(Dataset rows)
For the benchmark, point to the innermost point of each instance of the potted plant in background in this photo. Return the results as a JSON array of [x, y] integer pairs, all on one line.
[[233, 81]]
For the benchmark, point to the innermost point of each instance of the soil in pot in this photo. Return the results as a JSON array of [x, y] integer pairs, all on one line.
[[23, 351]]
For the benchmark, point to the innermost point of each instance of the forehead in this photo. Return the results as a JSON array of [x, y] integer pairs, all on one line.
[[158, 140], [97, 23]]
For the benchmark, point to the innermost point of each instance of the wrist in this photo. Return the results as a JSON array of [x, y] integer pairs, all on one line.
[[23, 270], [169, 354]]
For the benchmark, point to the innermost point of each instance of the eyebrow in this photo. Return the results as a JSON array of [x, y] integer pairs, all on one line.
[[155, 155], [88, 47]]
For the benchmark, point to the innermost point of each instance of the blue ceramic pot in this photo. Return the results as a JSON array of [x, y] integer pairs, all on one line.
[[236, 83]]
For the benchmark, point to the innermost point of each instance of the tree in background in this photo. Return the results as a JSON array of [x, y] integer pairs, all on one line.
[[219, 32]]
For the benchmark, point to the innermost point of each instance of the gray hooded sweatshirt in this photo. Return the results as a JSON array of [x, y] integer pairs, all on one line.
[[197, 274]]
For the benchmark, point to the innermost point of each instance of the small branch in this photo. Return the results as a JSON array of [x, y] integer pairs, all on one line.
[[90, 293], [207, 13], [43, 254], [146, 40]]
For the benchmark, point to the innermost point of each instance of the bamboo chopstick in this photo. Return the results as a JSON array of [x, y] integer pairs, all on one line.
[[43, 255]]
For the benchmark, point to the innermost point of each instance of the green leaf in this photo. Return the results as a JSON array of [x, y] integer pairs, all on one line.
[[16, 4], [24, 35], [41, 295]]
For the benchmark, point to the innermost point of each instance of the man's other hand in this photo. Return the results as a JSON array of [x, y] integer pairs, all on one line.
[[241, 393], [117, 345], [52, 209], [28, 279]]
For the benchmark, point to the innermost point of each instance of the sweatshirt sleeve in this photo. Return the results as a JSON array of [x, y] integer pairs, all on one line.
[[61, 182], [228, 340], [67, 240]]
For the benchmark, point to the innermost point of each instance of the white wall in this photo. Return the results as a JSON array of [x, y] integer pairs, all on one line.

• _DIRECTION_
Can you reproduce every record above word for word, line by line, with nothing changed?

• _ANSWER_
For the benchmark, point to the innermost point of each instance of the potted plant in background in this photo. Return the results as a JSON array of [x, y] integer pairs, all on one line.
[[233, 81]]
For the benchmark, point to the innermost point of each instance of the soil in pot in this photo. Return the results as a JSON array of [x, y] integer pairs, all on one line.
[[23, 351]]
For the benchmark, point to the innermost point of each instance of the forehead in this photo. Return the results as a JSON array of [x, y] integer pairs, all on one line.
[[158, 140], [97, 23]]
For the benchmark, point to the innermost point of each instance of the wrist in this photo. Return the results as a JSON array of [x, y] integer pairs, all on one line.
[[23, 270], [169, 354]]
For the benchmark, point to the innermost point of each instance of the eyebrow in this photo. Return the results as a JSON array of [x, y] integer pairs, all on one line.
[[155, 155], [88, 47]]
For the benchmark, point to the innermost point of each instance of the blue ceramic pot in this photo. Return the results as a JSON array of [x, y] integer pairs, all on one line.
[[236, 83]]
For the benchmark, point to the innermost point of each instance of the tree in background in this photo. Return the results as a JSON array of [x, y] integer pairs, all on one line.
[[219, 32]]
For the benchmark, point to the innermost point of each instance of the gray hooded sweatshirt in this photo. Return the results as a JSON array of [x, y] integer pairs, all on one line.
[[197, 274]]
For the benchmark, point to the innermost point of each instance of the small branch in this photo. Return the results as a JSON array of [x, y] integer pairs, all on one line.
[[90, 293], [207, 13], [43, 254], [146, 40]]
For the benchmark, point to the innermost point of each instance of the bamboo chopstick in this photo. Return the results as a JSON array of [x, y] integer pairs, all on one line.
[[43, 255]]
For the benchmark, point to the innermost point of each instance of the green leaf in this photo. Return the results as a JSON array of [x, y] integer pairs, all on one line.
[[16, 4], [24, 35], [41, 295]]
For the benchmark, point to the innermost point of each instance of the man's other hand in this photo. Return the results as a JSON array of [x, y] integer pairs, all on one line.
[[241, 393], [117, 345], [52, 209], [28, 279]]
For the benchmark, point to the innermost point of each instance of the sweatshirt sleeve in this photo. Return the results as a JSON array of [x, y] integer pairs, all on one line.
[[61, 182], [228, 340], [67, 240]]
For the benchmark, point to the innermost point of each instance of the white wall in this photo. Return the results as a JSON array of [x, y] integer pairs, all on one line.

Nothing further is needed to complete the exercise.